# START OF Passage to read

CODEWITHSUNDEEP
mysqlsql
Ibu
Ibu

Reputation: 43810

Return Yes if only one record is found

I have a table that has this structure:

table
id      | site_id
-------------------
240     | 1
240     | 2
240     | 3
320     | 1
320     | 2
421     | 1
520     | 2
-------------------

300k records

Now i am trying to write a query to return a yes or a no for each record (id).

For example if the records with id 240 only have a site_id 1 then return 'Yes', if it has 2, 3 and so on return 'No'

I am not sure how to approach it but here is a result sample:

result_table
.-----------------------.
| id        | result    |
|-----------------------|
| 240       |   No      |  -- has a site_id 1, 2 and 3
| 320       |   No      |  -- has a site_id 1 and 2
| 421       |   Yes     |  -- has a site_id 1 only
| 520       |   No      |  -- has a site_id  2
'-----------------------'

Here is the query i have so far, but it seems to be incorrect

SELECT CASE WHEN count(id) > 1 THEN 'N' ELSE 'Y' END as Result 
FROM table sm 
WHERE sm.site_id IN (1)

# END OF Passage to read
# START OF Dataset extract

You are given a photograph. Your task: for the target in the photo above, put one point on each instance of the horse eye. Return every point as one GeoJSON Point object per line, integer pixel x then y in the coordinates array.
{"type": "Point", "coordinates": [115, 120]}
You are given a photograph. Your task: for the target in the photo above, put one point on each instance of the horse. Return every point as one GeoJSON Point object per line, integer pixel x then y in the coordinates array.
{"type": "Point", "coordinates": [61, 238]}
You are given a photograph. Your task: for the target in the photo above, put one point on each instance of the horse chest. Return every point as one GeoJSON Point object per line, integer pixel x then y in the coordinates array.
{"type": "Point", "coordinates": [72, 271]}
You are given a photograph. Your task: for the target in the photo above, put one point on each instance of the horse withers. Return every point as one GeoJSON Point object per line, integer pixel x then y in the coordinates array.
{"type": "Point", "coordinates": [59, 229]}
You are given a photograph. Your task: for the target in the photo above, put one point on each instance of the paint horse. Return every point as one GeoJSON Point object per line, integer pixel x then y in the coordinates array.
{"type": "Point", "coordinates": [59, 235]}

# END OF Dataset extract

# Work to complete
a) Write out the MySQL forum post starting at "Here is the" and ending at "sm.site_id IN (1)", substituting "wrong" for "incorrect".
b) Carry the MySQL forum post on from its last line.

# Exercise results
a)
Here is the query i have so far, but it seems to be wrong

SELECT CASE WHEN count(id) > 1 THEN 'N' ELSE 'Y' END as Result 
FROM table sm 
WHERE sm.site_id IN (1)

b)
AND sm.site_id NOT IN (2,3,4,5,6,7,8,9) 
AND id = 240

UPDATE

SO Here is my full query, i added the answer from @gordon

SELECT 
    m.merchant_name,
    m.merchant_id,
    ut.realname,
    a.affiliate_name,
    (select (case when count(site_id) = 1 then 'Yes' else 'No' end) as result
    from site_merchant sm
    WHERE sm.merchant_id = m.merchant_id
    group by merchant_id) as isTjoos,   -- y or no
    (select (case when count(site_id) = 2 then 'Yes' else 'No' end) as result
    from site_merchant sm
    WHERE sm.merchant_id = m.merchant_id
    group by merchant_id) as isUCOnly
--  isdlkonly   -- y or no
FROM merchant m
LEFT JOIN merchant_editor_assignment mea ON mea.merchant_id = m.merchant_id
LEFT JOIN user_table ut ON ut.user_id = mea.user_id
LEFT JOIN affiliate a ON a.affiliate_id = m.affiliate_id_default

Upvotes: 0

Views: 1468

Answers (6)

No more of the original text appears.